• _Compiti ed esercizi_
1 – Trascrivi parola per parola il passo del dialogo tra l'illuminista e il realista che va da "L’illuminista. Si farebbe" fino a "ai decreti legge.".
2 – Nel dialogo tra l'illuminista e il realista, chi sono i due studiosi belgi indicati come autori dell'opera De la pyramide au réseau?

• _Testo del documento_
##############################
L’illuminista. Guardi l’altra faccia della medaglia. La pubblica amministrazione non è stata riformata proprio perché si è sempre fatto ricorso a surrogati, ad alternative. Se invece di costituire tanti corpi fuori e intorno allo Stato, si fosse riformato lo Stato, non sarebbe stato meglio? Noi oggi ci ritroviamo non con uno, ma con due, tre Stati diversi, con due o tre, e qualche volta quattro o cinque, complessi di norme sullo stesso oggetto. E’ il dominio della “ad-hoc-crazia”; a ogni intoppo, una soluzione diversa. Solo per aggirare le difficoltà, perché le forze potenti della conservazione, e talora la potentissima forza dell’inerzia,  non consentono di modificare le regole generali, si moltiplicano quelle speciali.
Il realista. Discorsi teorici. Anche la politica, prima tenuta insieme dalle grandi ideologie, che assicuravano anche gerarchie di valori, oggi non fa programmi generali, raccoglie sentimenti (anche contraddittori) della società, li fa valere, li “canonizza” in norme.

 

L’illuminista. Anche questo è un aspetto negativo del mondo contemporaneo: abbandonata la piramide a favore della rete, ora si abbandona anche la rete a favore dell’arcipelago (per i due primi modelli, mi riferisco a un’opera ben nota, di dieci anni fa, De la pyramide au réseau ? Pour une théorie dialectique du droit, di due notissimi studiosi belgi, François Ost e Michel Van de Kerchove, edito dalla loro università, Facultés Universitaires Saint-Louis Bruxelles - F.U.S.L). Nell’arcipelago non c’è comunicazione, solo  frammentazione. Per il pubblico, la cittadinanza, poi, questa frammentazione si presenta come un labirinto incomprensibile, un intrico di linee e di macchie di colore, molto simile a un quadro di Jackson Pollock.
Il realista. Basterebbe modificare la Costituzione e prevedere a livello costituzionale norme che riguardano l’emergenza, oppure le situazioni eccezionali, come hanno fatto molte costituzioni moderne.

 

L’illuminista. Si farebbe ancora peggio. Basta pensare all’esperienza recente dell’Ungheria e dell’Algeria. Si aprirebbe la strada a un uso promiscuo di concetti come emergenza, urgenza, eccezionalità, consentendo interventi dell’esecutivo. La Costituzione italiana del 1948 prevede poteri in casi specifici in cui si possono operare interventi per necessità e urgenza. Ad esempio, l’articolo 13, in materia di libertà personale, dispone che si  possa intervenire con provvedimenti amministrativi provvisori “in casi eccezionali di necessità ed urgenza”, oppure l’articolo 77, dove, con la stessa dizione, si consente al governo di legiferare in via provvisoria, ricorrendo ai decreti legge.
##############################
• _Informazioni sulla fonte_
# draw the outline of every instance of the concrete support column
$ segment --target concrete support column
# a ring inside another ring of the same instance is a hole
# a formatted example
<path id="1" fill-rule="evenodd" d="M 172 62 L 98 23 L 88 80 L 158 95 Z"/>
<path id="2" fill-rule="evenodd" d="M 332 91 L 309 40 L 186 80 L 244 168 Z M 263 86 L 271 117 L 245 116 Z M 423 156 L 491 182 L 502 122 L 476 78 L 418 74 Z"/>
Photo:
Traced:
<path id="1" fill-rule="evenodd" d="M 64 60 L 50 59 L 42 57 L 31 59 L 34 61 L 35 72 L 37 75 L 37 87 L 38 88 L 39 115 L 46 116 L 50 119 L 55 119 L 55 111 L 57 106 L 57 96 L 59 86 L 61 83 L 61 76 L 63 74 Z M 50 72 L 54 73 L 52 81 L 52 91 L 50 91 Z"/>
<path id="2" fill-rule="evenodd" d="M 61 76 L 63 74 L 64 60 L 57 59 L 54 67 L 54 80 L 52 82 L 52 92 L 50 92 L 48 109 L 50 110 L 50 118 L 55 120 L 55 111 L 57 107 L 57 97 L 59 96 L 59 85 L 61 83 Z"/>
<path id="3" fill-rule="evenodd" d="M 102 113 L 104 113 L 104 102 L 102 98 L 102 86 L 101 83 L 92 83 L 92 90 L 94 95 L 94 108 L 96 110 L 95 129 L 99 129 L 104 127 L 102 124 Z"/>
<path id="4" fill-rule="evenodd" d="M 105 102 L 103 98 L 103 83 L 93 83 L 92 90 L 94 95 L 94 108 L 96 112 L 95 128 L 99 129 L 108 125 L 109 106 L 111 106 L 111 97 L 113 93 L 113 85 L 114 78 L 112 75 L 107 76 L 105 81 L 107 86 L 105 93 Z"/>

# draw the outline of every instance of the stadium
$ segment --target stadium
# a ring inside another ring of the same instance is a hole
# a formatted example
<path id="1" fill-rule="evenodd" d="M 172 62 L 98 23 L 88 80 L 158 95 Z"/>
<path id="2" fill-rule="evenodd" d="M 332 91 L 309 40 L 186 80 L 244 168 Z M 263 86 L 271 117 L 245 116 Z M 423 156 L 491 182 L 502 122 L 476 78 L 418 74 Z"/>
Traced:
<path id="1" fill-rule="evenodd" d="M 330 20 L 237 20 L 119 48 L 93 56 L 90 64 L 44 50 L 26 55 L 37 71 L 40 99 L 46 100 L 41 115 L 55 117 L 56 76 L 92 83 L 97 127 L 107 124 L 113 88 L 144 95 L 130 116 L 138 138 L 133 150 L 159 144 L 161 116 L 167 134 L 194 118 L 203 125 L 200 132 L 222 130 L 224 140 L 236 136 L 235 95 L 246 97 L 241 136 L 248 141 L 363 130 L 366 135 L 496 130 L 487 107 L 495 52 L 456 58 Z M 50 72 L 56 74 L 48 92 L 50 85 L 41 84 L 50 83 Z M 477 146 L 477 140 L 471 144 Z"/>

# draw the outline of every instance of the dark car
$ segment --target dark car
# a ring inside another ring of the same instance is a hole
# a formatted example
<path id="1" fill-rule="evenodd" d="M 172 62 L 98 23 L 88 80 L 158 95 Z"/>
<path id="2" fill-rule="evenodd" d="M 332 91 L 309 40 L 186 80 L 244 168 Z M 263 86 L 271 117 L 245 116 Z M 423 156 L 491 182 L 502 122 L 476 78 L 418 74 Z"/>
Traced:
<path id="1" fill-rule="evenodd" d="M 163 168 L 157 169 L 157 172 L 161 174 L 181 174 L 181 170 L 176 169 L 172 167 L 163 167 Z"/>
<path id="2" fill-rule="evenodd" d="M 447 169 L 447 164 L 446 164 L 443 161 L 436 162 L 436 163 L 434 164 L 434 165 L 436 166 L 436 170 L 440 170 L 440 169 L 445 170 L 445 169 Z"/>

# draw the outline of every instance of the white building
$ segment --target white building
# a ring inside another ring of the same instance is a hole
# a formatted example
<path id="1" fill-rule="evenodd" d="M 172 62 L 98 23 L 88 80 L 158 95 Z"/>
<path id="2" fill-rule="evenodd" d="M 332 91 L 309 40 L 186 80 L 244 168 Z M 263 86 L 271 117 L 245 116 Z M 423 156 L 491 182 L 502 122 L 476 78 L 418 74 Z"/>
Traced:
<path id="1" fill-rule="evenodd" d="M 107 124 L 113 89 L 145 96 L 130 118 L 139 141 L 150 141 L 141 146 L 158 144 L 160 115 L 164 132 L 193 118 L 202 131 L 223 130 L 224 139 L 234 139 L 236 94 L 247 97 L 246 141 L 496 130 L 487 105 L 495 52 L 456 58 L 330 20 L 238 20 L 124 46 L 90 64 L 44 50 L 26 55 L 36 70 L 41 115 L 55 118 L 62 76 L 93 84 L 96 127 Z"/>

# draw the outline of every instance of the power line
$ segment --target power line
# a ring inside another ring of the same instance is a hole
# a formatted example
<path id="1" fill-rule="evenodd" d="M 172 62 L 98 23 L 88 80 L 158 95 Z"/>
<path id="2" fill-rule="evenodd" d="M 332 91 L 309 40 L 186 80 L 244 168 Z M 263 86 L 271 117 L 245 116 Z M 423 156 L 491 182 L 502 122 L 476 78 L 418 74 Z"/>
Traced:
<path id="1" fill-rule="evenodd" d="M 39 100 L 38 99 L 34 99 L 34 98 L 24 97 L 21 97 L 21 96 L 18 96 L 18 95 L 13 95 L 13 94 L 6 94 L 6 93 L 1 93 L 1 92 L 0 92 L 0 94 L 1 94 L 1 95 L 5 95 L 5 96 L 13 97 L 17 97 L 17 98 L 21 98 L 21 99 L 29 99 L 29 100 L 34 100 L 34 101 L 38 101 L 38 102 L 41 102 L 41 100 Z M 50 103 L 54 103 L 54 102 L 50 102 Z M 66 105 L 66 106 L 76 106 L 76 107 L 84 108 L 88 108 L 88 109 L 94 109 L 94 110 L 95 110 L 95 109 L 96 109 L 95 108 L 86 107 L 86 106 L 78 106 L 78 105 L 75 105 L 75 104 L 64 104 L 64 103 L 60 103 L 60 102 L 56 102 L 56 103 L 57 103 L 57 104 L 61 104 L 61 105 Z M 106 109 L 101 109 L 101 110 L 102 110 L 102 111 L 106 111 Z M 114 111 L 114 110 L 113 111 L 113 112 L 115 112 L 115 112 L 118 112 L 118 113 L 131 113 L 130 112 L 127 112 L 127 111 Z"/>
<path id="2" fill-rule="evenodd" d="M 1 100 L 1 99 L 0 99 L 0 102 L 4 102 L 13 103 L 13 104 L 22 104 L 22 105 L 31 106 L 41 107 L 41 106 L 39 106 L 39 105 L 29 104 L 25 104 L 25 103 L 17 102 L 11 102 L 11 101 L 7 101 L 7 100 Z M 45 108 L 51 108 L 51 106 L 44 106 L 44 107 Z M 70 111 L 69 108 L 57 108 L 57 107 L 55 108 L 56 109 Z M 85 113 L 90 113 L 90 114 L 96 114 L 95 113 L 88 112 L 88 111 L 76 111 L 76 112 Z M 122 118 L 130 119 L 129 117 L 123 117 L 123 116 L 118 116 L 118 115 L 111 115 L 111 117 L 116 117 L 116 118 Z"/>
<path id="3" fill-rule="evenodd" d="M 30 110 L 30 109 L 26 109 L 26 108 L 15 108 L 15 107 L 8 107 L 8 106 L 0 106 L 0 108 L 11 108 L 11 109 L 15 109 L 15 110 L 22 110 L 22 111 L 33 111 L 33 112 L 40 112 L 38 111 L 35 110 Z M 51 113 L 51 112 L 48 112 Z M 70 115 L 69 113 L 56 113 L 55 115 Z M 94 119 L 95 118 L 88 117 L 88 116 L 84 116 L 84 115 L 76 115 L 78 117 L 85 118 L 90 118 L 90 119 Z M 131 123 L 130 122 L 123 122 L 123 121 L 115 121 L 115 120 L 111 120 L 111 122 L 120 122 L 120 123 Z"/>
##############################
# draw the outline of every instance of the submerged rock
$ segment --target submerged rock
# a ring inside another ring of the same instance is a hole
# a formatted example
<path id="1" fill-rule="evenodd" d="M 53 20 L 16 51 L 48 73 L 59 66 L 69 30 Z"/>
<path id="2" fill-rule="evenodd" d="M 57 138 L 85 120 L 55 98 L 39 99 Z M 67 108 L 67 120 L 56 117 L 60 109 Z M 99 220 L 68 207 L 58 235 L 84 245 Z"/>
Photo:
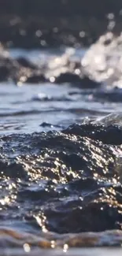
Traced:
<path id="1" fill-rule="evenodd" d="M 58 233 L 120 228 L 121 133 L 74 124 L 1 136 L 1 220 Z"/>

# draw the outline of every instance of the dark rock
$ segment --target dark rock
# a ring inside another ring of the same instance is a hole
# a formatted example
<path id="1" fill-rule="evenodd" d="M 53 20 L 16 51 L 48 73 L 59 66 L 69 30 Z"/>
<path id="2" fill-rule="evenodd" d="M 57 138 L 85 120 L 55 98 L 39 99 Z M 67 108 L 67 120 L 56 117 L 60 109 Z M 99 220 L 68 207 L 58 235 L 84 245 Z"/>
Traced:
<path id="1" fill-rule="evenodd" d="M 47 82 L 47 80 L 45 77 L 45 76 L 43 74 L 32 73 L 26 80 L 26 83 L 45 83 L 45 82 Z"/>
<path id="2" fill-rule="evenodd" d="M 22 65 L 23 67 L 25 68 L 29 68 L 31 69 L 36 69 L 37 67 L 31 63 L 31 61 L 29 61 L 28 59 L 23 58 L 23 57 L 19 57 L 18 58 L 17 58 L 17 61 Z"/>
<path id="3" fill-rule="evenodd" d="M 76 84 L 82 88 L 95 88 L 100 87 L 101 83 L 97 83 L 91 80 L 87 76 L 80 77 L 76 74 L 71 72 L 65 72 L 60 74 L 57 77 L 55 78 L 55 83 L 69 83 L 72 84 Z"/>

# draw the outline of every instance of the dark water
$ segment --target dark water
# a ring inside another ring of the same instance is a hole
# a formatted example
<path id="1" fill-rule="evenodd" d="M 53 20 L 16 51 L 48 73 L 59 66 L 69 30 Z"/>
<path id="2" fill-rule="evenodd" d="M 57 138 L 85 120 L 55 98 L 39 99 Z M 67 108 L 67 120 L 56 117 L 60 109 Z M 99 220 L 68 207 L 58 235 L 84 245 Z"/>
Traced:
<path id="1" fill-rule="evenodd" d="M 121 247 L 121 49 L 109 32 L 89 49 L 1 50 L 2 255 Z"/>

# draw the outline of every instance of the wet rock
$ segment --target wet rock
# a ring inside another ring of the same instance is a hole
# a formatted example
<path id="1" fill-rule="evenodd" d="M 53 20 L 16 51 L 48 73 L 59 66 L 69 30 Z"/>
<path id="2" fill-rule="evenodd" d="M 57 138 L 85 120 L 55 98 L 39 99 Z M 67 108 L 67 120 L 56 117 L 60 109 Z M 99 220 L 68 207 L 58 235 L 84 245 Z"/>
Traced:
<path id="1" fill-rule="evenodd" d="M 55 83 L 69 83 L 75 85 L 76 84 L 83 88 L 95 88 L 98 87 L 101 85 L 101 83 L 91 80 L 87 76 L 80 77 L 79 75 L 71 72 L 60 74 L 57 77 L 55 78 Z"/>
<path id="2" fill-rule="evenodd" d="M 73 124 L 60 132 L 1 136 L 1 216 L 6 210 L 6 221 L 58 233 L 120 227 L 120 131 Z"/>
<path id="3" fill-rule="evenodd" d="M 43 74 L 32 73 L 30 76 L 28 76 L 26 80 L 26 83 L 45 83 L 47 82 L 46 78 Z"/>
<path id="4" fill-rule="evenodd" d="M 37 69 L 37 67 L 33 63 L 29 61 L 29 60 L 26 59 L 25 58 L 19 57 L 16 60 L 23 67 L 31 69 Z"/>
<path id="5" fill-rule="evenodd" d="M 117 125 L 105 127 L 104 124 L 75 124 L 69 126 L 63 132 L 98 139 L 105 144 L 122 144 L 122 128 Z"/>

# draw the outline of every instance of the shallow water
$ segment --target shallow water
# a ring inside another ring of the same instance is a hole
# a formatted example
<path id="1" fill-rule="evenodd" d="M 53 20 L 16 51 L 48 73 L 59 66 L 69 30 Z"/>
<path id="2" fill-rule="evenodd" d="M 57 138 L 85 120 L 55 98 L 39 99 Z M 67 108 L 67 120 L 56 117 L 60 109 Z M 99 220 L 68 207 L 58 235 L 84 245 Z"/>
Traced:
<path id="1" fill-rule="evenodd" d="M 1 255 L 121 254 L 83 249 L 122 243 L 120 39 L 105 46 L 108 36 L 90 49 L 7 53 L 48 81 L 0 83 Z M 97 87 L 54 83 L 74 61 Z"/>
##############################
• _Risposte ai compiti_
1 –
L’illuminista. Si farebbe ancora peggio. Basta pensare all’esperienza recente dell’Ungheria e dell’Algeria. Si aprirebbe la strada a un uso promiscuo di concetti come emergenza, urgenza, eccezionalità, consentendo interventi dell’esecutivo. La Costituzione italiana del 1948 prevede poteri in casi specifici in cui si possono operare interventi per necessità e urgenza. Ad esempio, l’articolo 13, in materia di libertà personale, dispone che si  possa intervenire con provvedimenti amministrativi provvisori “in casi eccezionali di necessità ed urgenza”, oppure l’articolo 77, dove, con la stessa dizione, si consente al governo di legiferare in via provvisoria, ricorrendo ai decreti legge.

2 – François Ost e Michel Van de Kerchove.